## What to do
Write out the material exactly, leaving every picture behind.
**** Extracted records ****
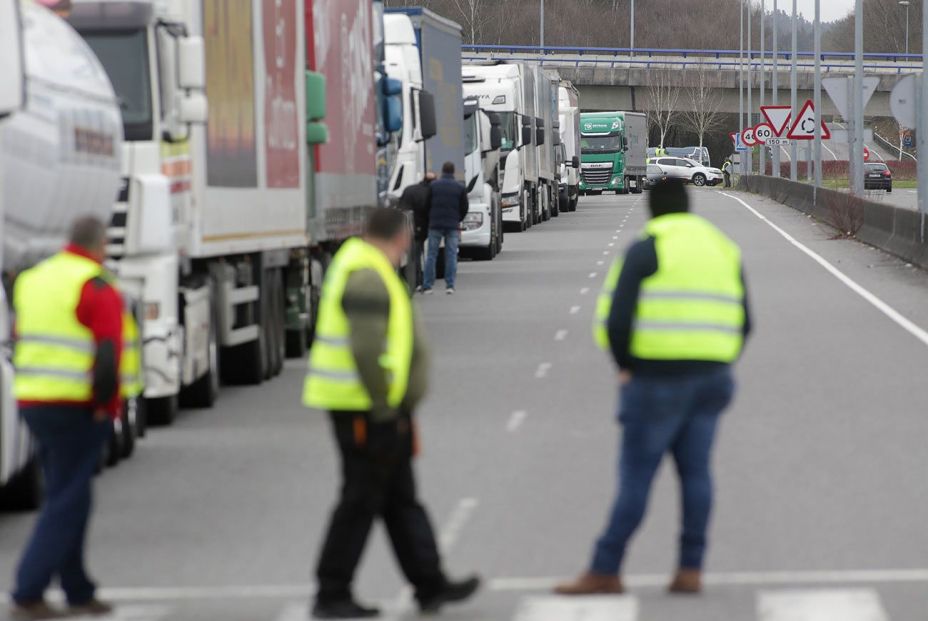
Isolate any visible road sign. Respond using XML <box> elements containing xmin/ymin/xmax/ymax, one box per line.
<box><xmin>822</xmin><ymin>76</ymin><xmax>880</xmax><ymax>121</ymax></box>
<box><xmin>754</xmin><ymin>123</ymin><xmax>777</xmax><ymax>144</ymax></box>
<box><xmin>786</xmin><ymin>99</ymin><xmax>831</xmax><ymax>140</ymax></box>
<box><xmin>889</xmin><ymin>75</ymin><xmax>920</xmax><ymax>128</ymax></box>
<box><xmin>760</xmin><ymin>106</ymin><xmax>793</xmax><ymax>137</ymax></box>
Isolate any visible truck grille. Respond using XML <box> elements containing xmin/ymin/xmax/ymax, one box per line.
<box><xmin>580</xmin><ymin>166</ymin><xmax>612</xmax><ymax>185</ymax></box>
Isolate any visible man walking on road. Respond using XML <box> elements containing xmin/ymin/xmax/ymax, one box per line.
<box><xmin>556</xmin><ymin>180</ymin><xmax>751</xmax><ymax>595</ymax></box>
<box><xmin>400</xmin><ymin>171</ymin><xmax>435</xmax><ymax>291</ymax></box>
<box><xmin>303</xmin><ymin>209</ymin><xmax>480</xmax><ymax>619</ymax></box>
<box><xmin>12</xmin><ymin>218</ymin><xmax>123</xmax><ymax>619</ymax></box>
<box><xmin>422</xmin><ymin>162</ymin><xmax>470</xmax><ymax>295</ymax></box>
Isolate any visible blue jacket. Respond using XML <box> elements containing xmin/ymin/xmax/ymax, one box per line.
<box><xmin>429</xmin><ymin>175</ymin><xmax>469</xmax><ymax>230</ymax></box>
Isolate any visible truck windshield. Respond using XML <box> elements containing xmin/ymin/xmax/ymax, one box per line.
<box><xmin>81</xmin><ymin>30</ymin><xmax>153</xmax><ymax>140</ymax></box>
<box><xmin>580</xmin><ymin>136</ymin><xmax>622</xmax><ymax>153</ymax></box>
<box><xmin>497</xmin><ymin>112</ymin><xmax>519</xmax><ymax>153</ymax></box>
<box><xmin>464</xmin><ymin>114</ymin><xmax>478</xmax><ymax>155</ymax></box>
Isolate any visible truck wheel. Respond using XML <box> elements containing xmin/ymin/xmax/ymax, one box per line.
<box><xmin>145</xmin><ymin>395</ymin><xmax>178</xmax><ymax>426</ymax></box>
<box><xmin>0</xmin><ymin>457</ymin><xmax>45</xmax><ymax>511</ymax></box>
****
## Response to the exercise
Isolate any visible road sign. Respond using XML <box> elements containing xmin/ymin/xmax/ymax, one box per line.
<box><xmin>822</xmin><ymin>76</ymin><xmax>880</xmax><ymax>121</ymax></box>
<box><xmin>754</xmin><ymin>123</ymin><xmax>777</xmax><ymax>144</ymax></box>
<box><xmin>786</xmin><ymin>99</ymin><xmax>831</xmax><ymax>140</ymax></box>
<box><xmin>889</xmin><ymin>75</ymin><xmax>920</xmax><ymax>128</ymax></box>
<box><xmin>760</xmin><ymin>106</ymin><xmax>793</xmax><ymax>137</ymax></box>
Isolate any visible truck grille. Respond using XML <box> elements containing xmin/ymin/xmax/ymax, one box per line.
<box><xmin>580</xmin><ymin>166</ymin><xmax>612</xmax><ymax>185</ymax></box>
Isolate any visible man walking on road. Respond using XML <box> elements containing xmin/ymin/xmax/ymax, one box per line.
<box><xmin>556</xmin><ymin>180</ymin><xmax>751</xmax><ymax>595</ymax></box>
<box><xmin>400</xmin><ymin>171</ymin><xmax>435</xmax><ymax>291</ymax></box>
<box><xmin>303</xmin><ymin>209</ymin><xmax>480</xmax><ymax>619</ymax></box>
<box><xmin>12</xmin><ymin>218</ymin><xmax>123</xmax><ymax>619</ymax></box>
<box><xmin>422</xmin><ymin>162</ymin><xmax>470</xmax><ymax>295</ymax></box>
Isolate any visible blue jacket. Respond using XML <box> elements containing xmin/ymin/xmax/ymax, one box per line.
<box><xmin>429</xmin><ymin>175</ymin><xmax>469</xmax><ymax>230</ymax></box>
Isolate any visible truck windshield. Respond using XML <box> elements containing xmin/ymin/xmax/ymax, one box per line.
<box><xmin>81</xmin><ymin>30</ymin><xmax>153</xmax><ymax>140</ymax></box>
<box><xmin>580</xmin><ymin>136</ymin><xmax>622</xmax><ymax>153</ymax></box>
<box><xmin>497</xmin><ymin>112</ymin><xmax>519</xmax><ymax>153</ymax></box>
<box><xmin>464</xmin><ymin>114</ymin><xmax>478</xmax><ymax>155</ymax></box>
Isolate any visible truck wheel. Respond using XML <box> elements containing xmin/ymin/xmax/ymax, one box per line.
<box><xmin>145</xmin><ymin>395</ymin><xmax>178</xmax><ymax>426</ymax></box>
<box><xmin>0</xmin><ymin>457</ymin><xmax>45</xmax><ymax>511</ymax></box>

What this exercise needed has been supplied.